WHAT TO WORK ON
(a) Answer these questions from the post on the Queen's death and the energy price cap, marking each answer with its number.
(i) At what age did the writer's mother die?
(ii) What was the annual bill to run Buckingham Palace before the projected price increases?
(iii) In essence, how will the cap on gas and electricity prices be funded?
(b) Pick up the post on the Queen's death and the energy price cap after its last sentence and keep writing in the same voice.

TEXT UNDER STUDY
BEGIN
Queen Elizabeth, Energy Caps, Verici DX, Equals and Paypoint

The sad death of Queen Elizabeth reminds me of my own mother’s death at the age of 100. They looked similar in later life. Both managed to die in their own home which is the best place from which to leave. Will Charles III make a good king? We will have to wait and see but his name is not propitious bearing in mind the track record of the previous two. As I am not a monarchist I will say no more.

It was interesting to see an open coal fire in use in the photographs of Liz Truss with the Queen. Balmoral does not have central heating apparently while Buckingham Palace does have a CHP plant. But the bill to run the later was about half a million pounds per annum before the projected price increases. So King Charles might welcome Truss’s announcement to cap the maximum price of gas and electricity.

This is a cap on prices, not on overall cost so people with big houses with large gas consumption will still pay more. But at least it will replace the OFGEM price cap which was an irrational policy that would not encourage people to reduce energy consumption. Fracking is also being permitted to boost local gas production.

Truss did not give in to calls for this largess to be funded through a windfall tax. She said this would undermine the national interest by discouraging the very investment we need to secure home-grown energy supplies. You can’t tax your way to growth she said. So it will be funded by more Government debt in essence.
END
DATA SUPPLIED
BEGIN
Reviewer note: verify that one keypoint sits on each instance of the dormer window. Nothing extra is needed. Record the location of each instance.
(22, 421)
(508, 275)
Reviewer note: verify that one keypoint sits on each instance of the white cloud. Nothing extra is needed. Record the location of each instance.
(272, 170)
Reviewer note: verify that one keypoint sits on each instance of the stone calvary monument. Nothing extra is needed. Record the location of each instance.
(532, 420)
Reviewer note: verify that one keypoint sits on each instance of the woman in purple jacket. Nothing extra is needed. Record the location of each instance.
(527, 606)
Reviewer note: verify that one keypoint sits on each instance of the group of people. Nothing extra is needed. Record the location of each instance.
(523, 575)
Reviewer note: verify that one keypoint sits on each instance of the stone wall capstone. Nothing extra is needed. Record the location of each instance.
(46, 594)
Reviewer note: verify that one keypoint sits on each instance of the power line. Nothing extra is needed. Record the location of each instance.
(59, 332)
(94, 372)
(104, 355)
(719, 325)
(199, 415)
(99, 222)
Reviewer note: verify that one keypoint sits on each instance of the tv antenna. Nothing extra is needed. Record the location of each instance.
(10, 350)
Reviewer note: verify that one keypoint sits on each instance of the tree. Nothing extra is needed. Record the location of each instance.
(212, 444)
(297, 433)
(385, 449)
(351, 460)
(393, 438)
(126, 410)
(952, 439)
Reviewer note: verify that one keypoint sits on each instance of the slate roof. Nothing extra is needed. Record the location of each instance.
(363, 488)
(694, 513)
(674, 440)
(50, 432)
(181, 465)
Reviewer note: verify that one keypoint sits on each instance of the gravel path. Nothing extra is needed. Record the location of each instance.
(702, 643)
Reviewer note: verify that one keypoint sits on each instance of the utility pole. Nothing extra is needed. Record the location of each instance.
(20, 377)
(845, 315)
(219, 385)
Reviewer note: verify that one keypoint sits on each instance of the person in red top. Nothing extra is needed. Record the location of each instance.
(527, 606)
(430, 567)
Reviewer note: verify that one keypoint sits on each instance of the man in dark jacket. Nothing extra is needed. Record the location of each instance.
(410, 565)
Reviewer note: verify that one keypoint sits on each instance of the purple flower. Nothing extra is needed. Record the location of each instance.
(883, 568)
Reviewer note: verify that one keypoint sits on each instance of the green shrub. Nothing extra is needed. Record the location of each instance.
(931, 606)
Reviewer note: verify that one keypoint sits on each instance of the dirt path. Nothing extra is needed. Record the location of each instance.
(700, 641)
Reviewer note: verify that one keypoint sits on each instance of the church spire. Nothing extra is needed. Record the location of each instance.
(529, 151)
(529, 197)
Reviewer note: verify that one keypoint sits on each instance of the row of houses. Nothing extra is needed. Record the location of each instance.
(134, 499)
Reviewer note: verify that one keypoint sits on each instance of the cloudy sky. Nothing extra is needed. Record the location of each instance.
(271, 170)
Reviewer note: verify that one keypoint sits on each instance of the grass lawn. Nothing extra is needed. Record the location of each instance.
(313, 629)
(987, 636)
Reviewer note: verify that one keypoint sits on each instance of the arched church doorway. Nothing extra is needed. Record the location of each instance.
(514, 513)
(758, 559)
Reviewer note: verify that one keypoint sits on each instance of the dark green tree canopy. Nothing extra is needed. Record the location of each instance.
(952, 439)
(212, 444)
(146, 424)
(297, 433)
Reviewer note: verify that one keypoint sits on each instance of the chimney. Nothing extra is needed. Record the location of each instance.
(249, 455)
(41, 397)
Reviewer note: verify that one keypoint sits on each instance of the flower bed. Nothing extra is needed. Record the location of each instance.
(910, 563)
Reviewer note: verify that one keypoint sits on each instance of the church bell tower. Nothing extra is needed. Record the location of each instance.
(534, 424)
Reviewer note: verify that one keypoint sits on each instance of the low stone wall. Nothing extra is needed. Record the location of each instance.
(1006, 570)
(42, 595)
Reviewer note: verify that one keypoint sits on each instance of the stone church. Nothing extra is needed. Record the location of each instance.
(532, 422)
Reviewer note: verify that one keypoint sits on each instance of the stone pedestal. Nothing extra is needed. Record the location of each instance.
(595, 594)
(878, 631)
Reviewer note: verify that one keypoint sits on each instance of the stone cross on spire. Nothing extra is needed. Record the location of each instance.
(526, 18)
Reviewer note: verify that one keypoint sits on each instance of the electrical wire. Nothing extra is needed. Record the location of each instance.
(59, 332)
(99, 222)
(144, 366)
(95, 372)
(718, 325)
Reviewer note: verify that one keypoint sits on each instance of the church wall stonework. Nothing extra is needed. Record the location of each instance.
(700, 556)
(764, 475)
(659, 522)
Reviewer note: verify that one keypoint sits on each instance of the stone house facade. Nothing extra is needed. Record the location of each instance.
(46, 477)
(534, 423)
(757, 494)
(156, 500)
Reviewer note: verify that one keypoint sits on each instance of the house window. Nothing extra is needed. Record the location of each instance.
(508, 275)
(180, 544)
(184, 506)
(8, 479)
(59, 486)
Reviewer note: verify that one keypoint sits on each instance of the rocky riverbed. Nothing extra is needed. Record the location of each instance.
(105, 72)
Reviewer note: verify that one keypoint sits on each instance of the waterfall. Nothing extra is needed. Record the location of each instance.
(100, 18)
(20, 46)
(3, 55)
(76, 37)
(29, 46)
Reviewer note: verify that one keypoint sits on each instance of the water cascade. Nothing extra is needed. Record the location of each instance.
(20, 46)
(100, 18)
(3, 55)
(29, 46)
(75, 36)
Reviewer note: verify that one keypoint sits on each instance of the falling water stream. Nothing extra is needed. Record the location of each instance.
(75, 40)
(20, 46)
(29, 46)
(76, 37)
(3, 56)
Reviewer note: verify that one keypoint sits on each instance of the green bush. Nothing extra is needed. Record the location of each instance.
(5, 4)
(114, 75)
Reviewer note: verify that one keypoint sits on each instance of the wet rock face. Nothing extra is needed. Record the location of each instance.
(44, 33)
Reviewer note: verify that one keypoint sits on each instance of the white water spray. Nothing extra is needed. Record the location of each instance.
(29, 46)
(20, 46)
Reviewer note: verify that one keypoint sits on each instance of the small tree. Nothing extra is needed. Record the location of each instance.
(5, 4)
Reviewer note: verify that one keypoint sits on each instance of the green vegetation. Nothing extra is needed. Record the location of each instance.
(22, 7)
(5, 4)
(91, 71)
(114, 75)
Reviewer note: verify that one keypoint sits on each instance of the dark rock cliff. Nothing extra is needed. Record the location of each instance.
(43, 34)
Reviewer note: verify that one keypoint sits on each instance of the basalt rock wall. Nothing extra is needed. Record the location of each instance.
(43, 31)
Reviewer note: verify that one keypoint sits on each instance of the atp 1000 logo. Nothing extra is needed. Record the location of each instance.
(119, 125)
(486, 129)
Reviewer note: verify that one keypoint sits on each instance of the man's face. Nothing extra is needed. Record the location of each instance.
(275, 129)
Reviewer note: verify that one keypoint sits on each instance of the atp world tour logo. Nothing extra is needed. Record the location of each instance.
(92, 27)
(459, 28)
END
WRITTEN ANSWERS
(a)
(i) 100
(ii) About half a million pounds per annum
(iii) By more Government debt

(b)
Is this wise? I believe it is the lesser of evils as it will help to bring inflation under control which is essential to keep the economy healthy and avoid a severe recession. These decisions by Truss and her new cabinet are positive in my view and should help the stock market.

But she is still committed to net zero by 2050 which is simply an unrealistic and unachievable objective.

I attended a couple of interesting results webinars this week. The first was from Verici DX (VRCI) who provide pre and post diagnostic technology for kidney transplants to avoid rejection. This is a subject in which I have a strong interest as a transplant patient and I do hold the shares which were acquired free as a scrip dividend when they spun off from EKF. The company is making progress but revenue is some way off and profits impossible to forecast so I would not purchase the shares at this time.

I did attend a two-hour seminar at Guys Hospital recently for pre-transplant patients as I need another. It was apparent that transplant procedures have not changed much in the last 25 years. Back then there was hope of xeno-transplantation but that faded away. More recently a bioartificial kidney has been developed (see  https://pharm.ucsf.edu/kidney ) but that could be years away from clinical use.

The other webinar I attended was that of Equals Group (EQLS) which I have held in the past. Financial figures are improving and a focus on the SME sector has clearly helped. It’s a complex payment business though and the webinar only helped in some degree to understand it. It might be another UK technology business vulnerable to being acquired by a trade buyer who understands the technology and regulatory environment. The company has been tipped recently by Simon Thompson in Investors Chronicle.

One company I do hold which is also looking cheap in the payments world is Paypoint (PAY) – probably because it operates in the retail sector and has been around a long time. There is a good write-up on the company in the latest Techinvest newsletter. But like Equals it is a complex business providing a number of different services. Both Equals and Paypoint could do with better communications on their business activities.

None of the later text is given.